**TASK PROMPT**
Lines from the one with "Get bounding boxes for scaffolding." through the end of the listing below are to be retyped exactly.

**WORKING DATA**
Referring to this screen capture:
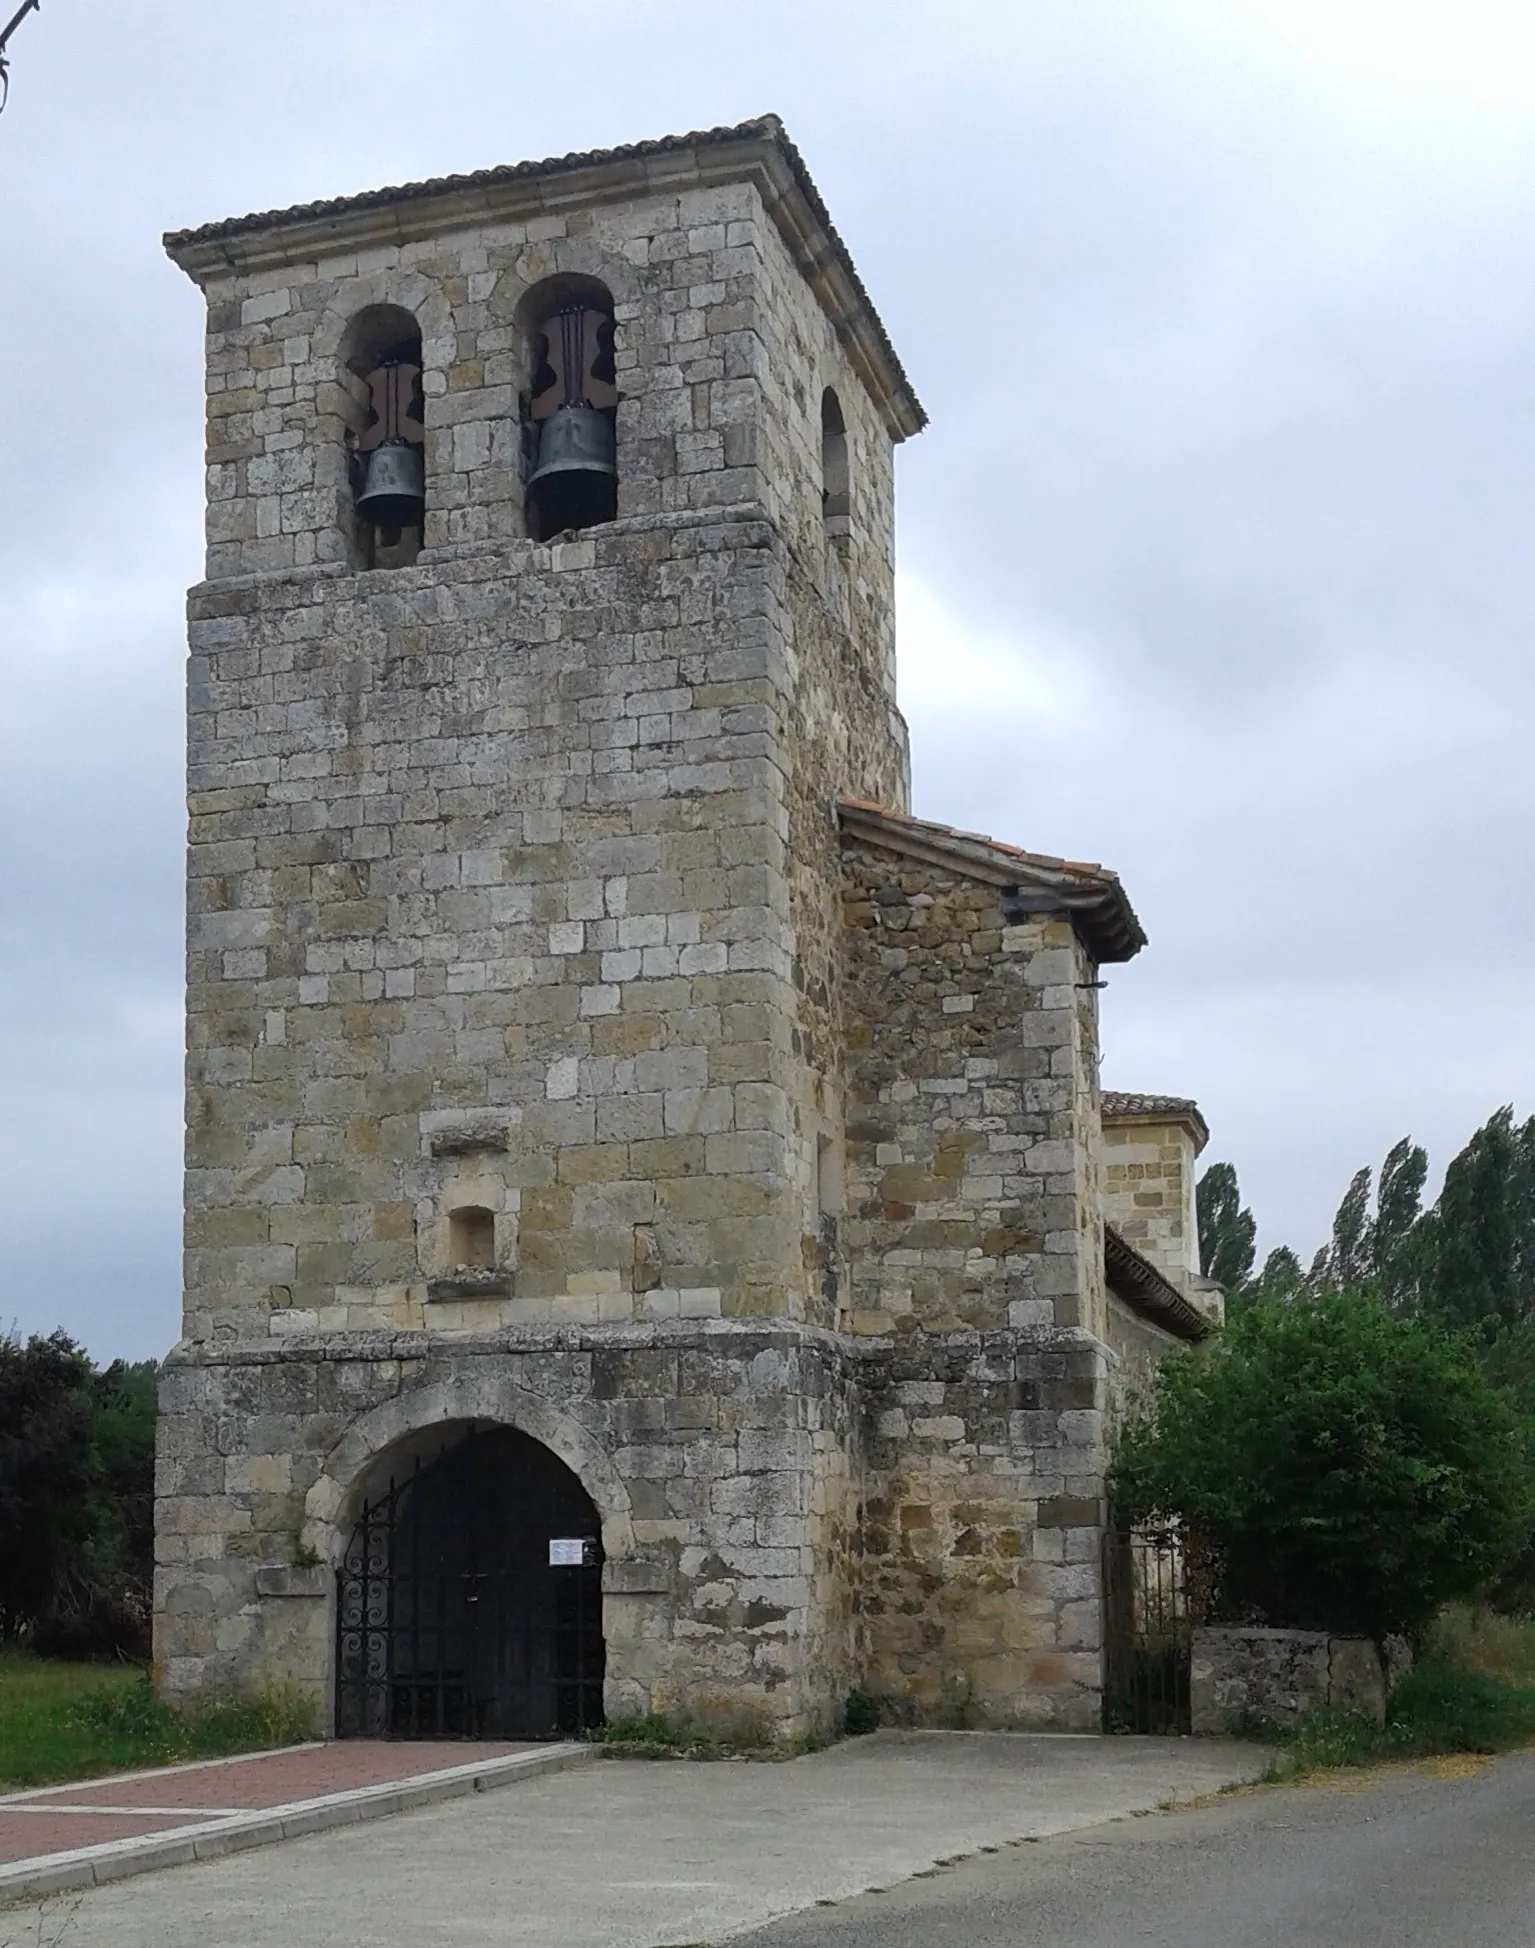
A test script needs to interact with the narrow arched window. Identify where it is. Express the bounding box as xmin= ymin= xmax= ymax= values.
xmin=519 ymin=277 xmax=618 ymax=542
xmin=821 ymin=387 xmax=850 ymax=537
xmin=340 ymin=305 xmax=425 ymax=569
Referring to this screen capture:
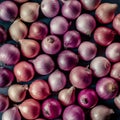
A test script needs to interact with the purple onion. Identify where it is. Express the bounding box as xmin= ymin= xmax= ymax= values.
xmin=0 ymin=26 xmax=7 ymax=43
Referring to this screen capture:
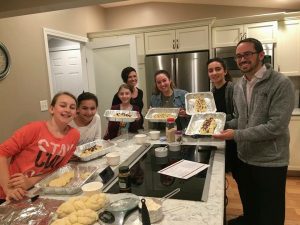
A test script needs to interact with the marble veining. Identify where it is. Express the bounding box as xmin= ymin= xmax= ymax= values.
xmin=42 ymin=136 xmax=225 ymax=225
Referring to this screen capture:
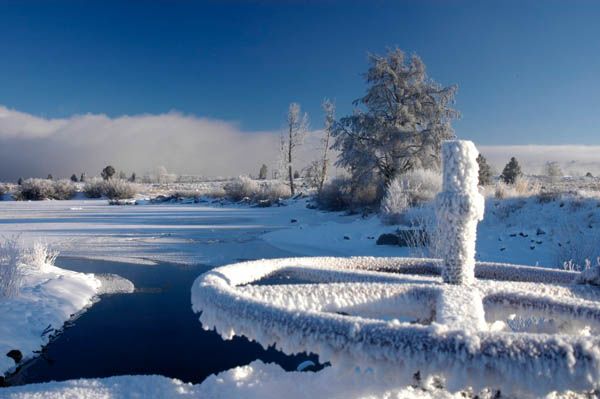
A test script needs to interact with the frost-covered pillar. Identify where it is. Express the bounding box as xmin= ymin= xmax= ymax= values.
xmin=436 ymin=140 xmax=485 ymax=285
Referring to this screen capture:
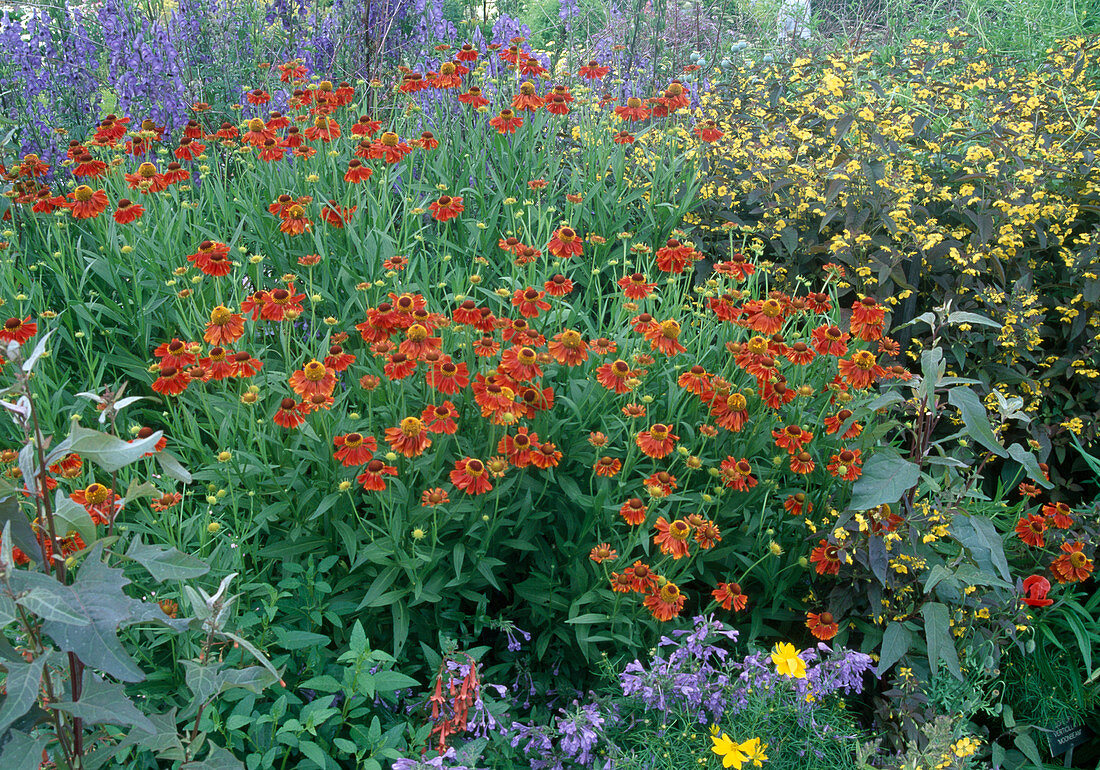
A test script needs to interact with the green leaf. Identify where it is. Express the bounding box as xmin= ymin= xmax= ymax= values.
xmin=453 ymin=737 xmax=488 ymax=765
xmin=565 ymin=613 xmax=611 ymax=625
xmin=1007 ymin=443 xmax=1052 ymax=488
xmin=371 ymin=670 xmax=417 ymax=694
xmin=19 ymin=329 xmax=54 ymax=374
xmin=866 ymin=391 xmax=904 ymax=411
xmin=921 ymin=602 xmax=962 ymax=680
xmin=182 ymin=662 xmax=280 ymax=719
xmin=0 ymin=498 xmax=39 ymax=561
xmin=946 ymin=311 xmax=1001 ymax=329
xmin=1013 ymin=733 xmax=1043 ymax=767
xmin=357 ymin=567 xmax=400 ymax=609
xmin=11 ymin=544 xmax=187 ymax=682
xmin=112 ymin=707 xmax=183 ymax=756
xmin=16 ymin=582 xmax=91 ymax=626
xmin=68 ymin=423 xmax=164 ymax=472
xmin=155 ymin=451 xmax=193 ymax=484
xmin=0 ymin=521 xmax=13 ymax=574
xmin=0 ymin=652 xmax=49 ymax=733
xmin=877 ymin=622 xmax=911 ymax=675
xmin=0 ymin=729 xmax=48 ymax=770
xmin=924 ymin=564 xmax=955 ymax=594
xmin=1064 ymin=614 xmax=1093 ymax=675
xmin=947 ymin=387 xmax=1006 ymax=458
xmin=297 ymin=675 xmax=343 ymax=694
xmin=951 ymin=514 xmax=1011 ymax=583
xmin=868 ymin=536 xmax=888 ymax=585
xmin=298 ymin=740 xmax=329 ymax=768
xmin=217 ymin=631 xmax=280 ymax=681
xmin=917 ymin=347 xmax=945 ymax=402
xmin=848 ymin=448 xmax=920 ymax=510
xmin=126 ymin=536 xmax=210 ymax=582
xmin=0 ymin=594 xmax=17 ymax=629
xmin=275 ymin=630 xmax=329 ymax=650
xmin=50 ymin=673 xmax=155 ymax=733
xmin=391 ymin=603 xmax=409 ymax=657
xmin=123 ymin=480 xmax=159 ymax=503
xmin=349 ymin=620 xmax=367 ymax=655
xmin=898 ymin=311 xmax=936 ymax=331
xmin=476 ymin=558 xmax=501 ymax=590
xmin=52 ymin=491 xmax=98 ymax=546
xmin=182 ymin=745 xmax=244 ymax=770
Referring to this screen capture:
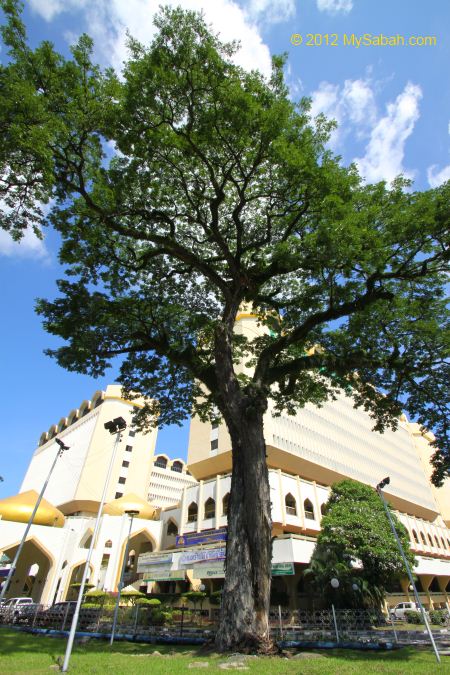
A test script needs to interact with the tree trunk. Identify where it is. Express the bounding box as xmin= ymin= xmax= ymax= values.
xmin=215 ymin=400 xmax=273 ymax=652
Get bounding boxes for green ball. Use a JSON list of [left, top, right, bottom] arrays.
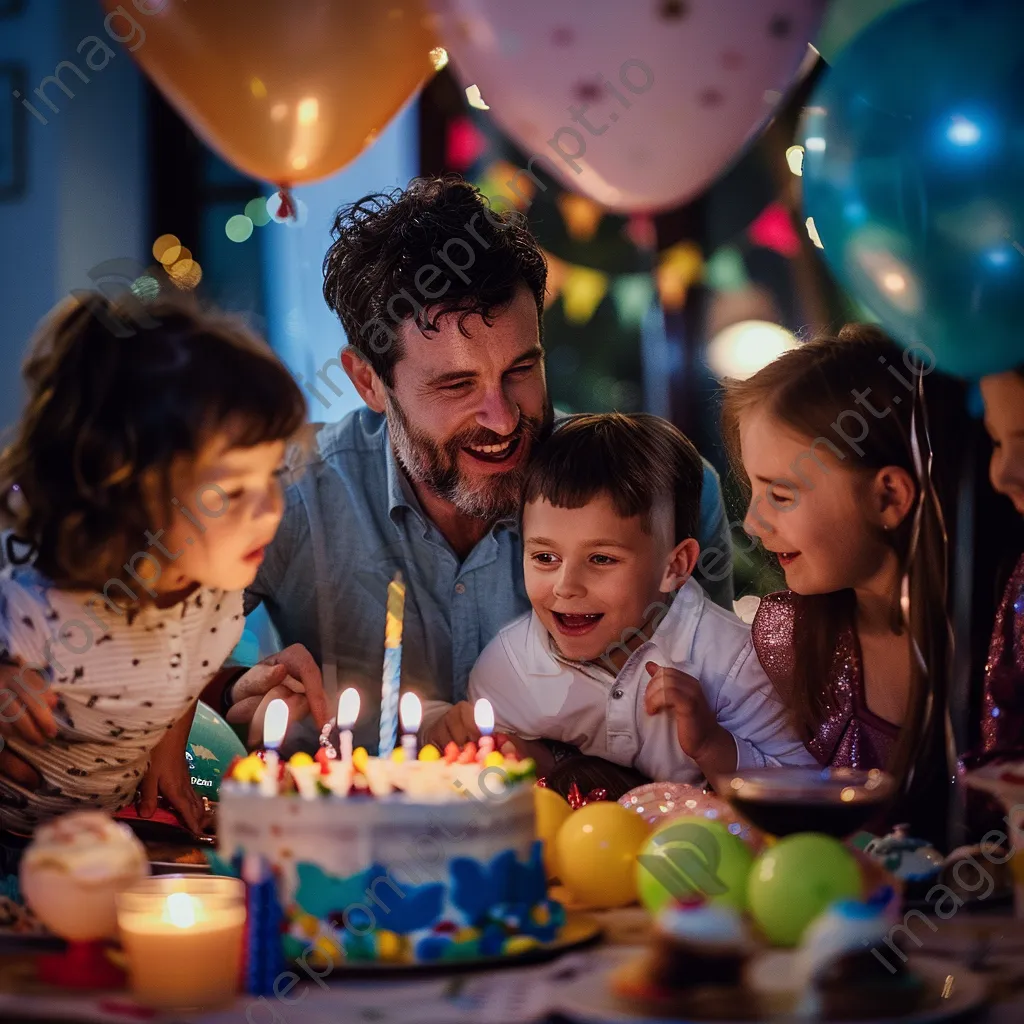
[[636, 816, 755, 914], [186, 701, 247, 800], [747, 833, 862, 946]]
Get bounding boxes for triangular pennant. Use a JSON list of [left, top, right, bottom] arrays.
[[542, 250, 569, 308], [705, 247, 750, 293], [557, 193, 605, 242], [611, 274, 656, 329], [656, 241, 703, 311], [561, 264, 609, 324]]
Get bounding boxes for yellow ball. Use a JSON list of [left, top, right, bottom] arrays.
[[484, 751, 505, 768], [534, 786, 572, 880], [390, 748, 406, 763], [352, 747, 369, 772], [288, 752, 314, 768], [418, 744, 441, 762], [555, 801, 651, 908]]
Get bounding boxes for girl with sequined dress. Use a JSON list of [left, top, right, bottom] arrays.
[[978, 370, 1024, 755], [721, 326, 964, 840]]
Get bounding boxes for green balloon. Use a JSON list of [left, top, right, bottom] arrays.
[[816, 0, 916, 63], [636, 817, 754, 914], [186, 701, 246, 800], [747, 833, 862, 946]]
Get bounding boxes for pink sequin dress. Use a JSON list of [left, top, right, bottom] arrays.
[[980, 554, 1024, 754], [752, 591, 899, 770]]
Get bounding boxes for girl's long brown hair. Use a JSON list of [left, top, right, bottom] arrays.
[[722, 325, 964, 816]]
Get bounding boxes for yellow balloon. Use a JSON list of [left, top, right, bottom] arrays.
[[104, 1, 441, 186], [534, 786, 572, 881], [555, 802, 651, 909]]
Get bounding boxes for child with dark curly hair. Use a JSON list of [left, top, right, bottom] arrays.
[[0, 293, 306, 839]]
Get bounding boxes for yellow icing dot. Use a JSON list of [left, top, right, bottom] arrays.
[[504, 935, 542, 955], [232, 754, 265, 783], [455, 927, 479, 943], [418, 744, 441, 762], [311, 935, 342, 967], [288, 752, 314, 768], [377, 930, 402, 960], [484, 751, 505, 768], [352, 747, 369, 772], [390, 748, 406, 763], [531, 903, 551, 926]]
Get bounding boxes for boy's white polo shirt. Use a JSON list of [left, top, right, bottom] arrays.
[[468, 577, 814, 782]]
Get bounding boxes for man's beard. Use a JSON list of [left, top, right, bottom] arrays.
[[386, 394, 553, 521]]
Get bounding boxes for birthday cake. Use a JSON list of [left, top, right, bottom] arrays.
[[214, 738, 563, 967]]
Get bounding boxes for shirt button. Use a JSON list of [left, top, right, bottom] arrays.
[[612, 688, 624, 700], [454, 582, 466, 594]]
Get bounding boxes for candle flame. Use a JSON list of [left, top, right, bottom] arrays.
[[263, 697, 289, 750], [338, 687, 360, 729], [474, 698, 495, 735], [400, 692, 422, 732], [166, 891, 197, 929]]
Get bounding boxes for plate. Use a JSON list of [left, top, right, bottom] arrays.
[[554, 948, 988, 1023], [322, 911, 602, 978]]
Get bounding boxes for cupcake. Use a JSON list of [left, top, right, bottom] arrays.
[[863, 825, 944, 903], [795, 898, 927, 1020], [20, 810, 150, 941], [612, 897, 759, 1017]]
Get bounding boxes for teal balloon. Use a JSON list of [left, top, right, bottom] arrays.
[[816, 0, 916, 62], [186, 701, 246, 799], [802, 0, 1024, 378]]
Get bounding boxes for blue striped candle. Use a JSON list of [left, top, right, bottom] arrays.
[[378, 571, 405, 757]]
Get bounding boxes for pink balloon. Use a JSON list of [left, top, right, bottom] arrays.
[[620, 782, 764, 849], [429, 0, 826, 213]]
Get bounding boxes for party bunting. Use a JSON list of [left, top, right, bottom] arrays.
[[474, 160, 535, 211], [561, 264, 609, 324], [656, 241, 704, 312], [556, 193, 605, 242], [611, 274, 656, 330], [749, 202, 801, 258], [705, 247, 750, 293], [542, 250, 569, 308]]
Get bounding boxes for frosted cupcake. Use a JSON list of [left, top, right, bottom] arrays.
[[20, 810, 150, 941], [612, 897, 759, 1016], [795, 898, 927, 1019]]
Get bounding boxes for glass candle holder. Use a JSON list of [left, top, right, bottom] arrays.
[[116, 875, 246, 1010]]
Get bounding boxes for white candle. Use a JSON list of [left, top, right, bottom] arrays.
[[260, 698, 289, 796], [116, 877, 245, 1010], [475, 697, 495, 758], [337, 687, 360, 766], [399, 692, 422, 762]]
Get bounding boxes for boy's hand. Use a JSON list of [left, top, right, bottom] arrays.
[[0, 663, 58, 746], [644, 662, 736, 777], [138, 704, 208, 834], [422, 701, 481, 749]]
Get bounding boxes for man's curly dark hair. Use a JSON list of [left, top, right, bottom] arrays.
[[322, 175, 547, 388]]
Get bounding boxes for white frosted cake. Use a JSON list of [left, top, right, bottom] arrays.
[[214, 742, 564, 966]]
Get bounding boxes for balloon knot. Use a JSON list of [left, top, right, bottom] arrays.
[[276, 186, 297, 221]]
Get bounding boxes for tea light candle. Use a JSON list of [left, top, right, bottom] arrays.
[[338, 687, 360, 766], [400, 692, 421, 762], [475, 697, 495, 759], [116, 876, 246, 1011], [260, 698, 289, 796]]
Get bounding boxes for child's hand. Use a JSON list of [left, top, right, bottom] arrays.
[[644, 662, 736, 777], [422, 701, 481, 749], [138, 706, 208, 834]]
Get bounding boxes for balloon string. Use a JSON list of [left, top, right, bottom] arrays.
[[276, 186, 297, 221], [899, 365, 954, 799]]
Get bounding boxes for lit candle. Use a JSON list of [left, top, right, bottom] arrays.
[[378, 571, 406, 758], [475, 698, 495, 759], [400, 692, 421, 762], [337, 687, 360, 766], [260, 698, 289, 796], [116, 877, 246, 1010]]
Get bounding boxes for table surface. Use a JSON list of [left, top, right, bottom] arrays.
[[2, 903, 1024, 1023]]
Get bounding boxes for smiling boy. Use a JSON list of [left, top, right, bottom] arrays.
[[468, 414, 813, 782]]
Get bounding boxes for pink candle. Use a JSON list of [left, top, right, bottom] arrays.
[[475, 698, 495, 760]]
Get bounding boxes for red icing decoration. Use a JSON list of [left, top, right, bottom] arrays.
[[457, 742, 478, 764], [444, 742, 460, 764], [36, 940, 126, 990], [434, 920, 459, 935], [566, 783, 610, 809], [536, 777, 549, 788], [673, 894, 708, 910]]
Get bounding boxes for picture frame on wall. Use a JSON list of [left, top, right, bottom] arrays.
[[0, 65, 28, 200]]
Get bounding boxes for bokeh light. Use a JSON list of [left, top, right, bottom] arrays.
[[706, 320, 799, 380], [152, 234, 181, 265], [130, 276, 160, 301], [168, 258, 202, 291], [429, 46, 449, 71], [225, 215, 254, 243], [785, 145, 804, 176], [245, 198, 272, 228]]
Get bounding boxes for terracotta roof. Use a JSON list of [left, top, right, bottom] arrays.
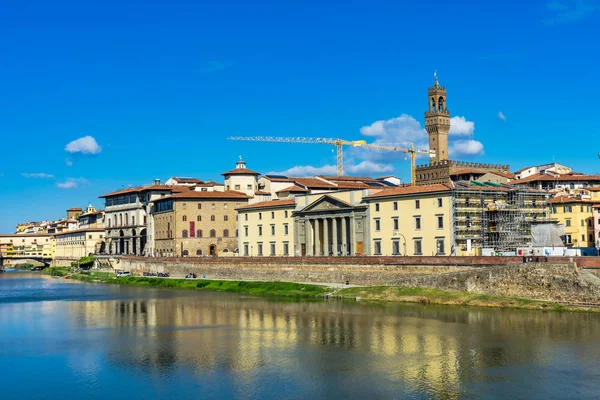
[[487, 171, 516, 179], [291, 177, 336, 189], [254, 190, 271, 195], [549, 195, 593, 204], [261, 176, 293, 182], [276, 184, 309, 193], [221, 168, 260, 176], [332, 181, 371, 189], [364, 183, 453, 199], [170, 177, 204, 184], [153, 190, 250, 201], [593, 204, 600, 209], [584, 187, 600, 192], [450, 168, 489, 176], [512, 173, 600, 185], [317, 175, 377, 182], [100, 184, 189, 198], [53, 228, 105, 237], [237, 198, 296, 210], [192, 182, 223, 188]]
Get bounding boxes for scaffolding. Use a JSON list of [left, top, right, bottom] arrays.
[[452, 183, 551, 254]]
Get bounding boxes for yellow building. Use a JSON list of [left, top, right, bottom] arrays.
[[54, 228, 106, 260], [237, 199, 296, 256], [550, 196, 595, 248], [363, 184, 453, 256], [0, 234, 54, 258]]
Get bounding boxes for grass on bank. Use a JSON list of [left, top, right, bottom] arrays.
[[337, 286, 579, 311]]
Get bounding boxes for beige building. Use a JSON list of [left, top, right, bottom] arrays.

**EXERCISE SOLUTION**
Get bounding boxes for scaffolding. Use a JSON list of [left, top, right, bottom] arrays.
[[452, 183, 551, 254]]
Get bounding boxes for yellow building. Use a JSON list of [left, top, right, bottom] arrays.
[[54, 228, 106, 260], [237, 199, 296, 256], [550, 196, 595, 248], [363, 184, 453, 256], [0, 234, 54, 258]]
Get bounding boxes for grass on bank. Use a JSON list of [left, top, right, bottom] arrays.
[[337, 286, 579, 311]]
Get bounding boxes for beige building. Use a JSON list of [left, top, right, bottom] arrays.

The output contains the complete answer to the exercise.